Article —

Do you know any teachers who ask their class to write an essay about how exciting life will be in the year 2050?

Poor kids today!

In 1969, western consciousness was full of hope. Everyone with access to a TV,remembers the day when Apollo 11 landed on the moon.  The music of The Beatles, Hendrix and others was so new, young and exciting , we hoped that with new technology  we would be creating the most amazing music ever by 2010…OOPS! We didn’t account for those forces that kill creativity: trying to make money by trying to appeal to all, trying to look perfect, marketing, advertising, selling your soul to Satan Cowell etc..

I remember sitting with some friends back in the eighties, after listening to all four “sides” of  Electric Ladyland and saying:  “Just imagine what music Hendrix would make if he’d survived until the year 2000 , with all that technology!” and others agreeing and imagining this amazing music with  new synthesizers and effects and even computers.

Now I think:”Yep…if Hendrix had survived, I bet his record company would be re-issuing all his old stuff. Maybe having gone through a brief “Unplugged” tour during the nineties.” Cynical me…

But technology has brought some interesting new music, even if it is sometimes rehashed old music from the sixties. Recently this was recommended to me by two people in their twenties. DJ Shadow’s “Endtroducing” ,first released in 1996 and re-issued in 2005.This album is created entirely out of samples. D.J Shadow combines these skillfully to make a totally new, and some would say,genius, classic album.

Is this the future of music?

[Records]
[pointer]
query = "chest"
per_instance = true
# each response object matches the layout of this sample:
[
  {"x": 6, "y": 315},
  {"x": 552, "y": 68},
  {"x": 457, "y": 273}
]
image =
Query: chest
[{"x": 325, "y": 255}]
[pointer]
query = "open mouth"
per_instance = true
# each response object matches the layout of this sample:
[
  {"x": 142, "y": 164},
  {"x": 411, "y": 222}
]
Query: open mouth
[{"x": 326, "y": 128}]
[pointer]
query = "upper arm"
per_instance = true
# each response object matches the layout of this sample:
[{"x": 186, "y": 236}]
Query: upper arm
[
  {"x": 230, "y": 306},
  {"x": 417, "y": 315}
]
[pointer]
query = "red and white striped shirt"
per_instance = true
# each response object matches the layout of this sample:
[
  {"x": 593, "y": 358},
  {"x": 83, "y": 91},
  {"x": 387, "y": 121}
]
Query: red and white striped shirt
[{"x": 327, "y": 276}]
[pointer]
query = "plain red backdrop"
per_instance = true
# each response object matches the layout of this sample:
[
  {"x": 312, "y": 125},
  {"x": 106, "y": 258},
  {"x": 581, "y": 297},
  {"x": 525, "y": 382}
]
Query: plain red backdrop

Written task 1 —
Print the passage from the piece on the future of music from "Do you know" up to and including "Satan Cowell etc..".
Written task 2 —
Rewrite the entire listing, replacing each occurrence of "pointer" with "locator" and keeping everything else unchanged.

Complete output 1 —
Do you know any teachers who ask their class to write an essay about how exciting life will be in the year 2050?

Poor kids today!

In 1969, western consciousness was full of hope. Everyone with access to a TV,remembers the day when Apollo 11 landed on the moon.  The music of The Beatles, Hendrix and others was so new, young and exciting , we hoped that with new technology  we would be creating the most amazing music ever by 2010…OOPS! We didn’t account for those forces that kill creativity: trying to make money by trying to appeal to all, trying to look perfect, marketing, advertising, selling your soul to Satan Cowell etc..

Complete output 2 —
[locator]
query = "chest"
per_instance = true
# each response object matches the layout of this sample:
[
  {"x": 6, "y": 315},
  {"x": 552, "y": 68},
  {"x": 457, "y": 273}
]
image =
Query: chest
[{"x": 325, "y": 255}]
[locator]
query = "open mouth"
per_instance = true
# each response object matches the layout of this sample:
[
  {"x": 142, "y": 164},
  {"x": 411, "y": 222}
]
Query: open mouth
[{"x": 326, "y": 128}]
[locator]
query = "upper arm"
per_instance = true
# each response object matches the layout of this sample:
[{"x": 186, "y": 236}]
Query: upper arm
[
  {"x": 230, "y": 306},
  {"x": 417, "y": 315}
]
[locator]
query = "red and white striped shirt"
per_instance = true
# each response object matches the layout of this sample:
[
  {"x": 593, "y": 358},
  {"x": 83, "y": 91},
  {"x": 387, "y": 121}
]
Query: red and white striped shirt
[{"x": 327, "y": 276}]
[locator]
query = "plain red backdrop"
per_instance = true
# each response object matches the layout of this sample:
[
  {"x": 312, "y": 125},
  {"x": 106, "y": 258},
  {"x": 581, "y": 297},
  {"x": 525, "y": 382}
]
Query: plain red backdrop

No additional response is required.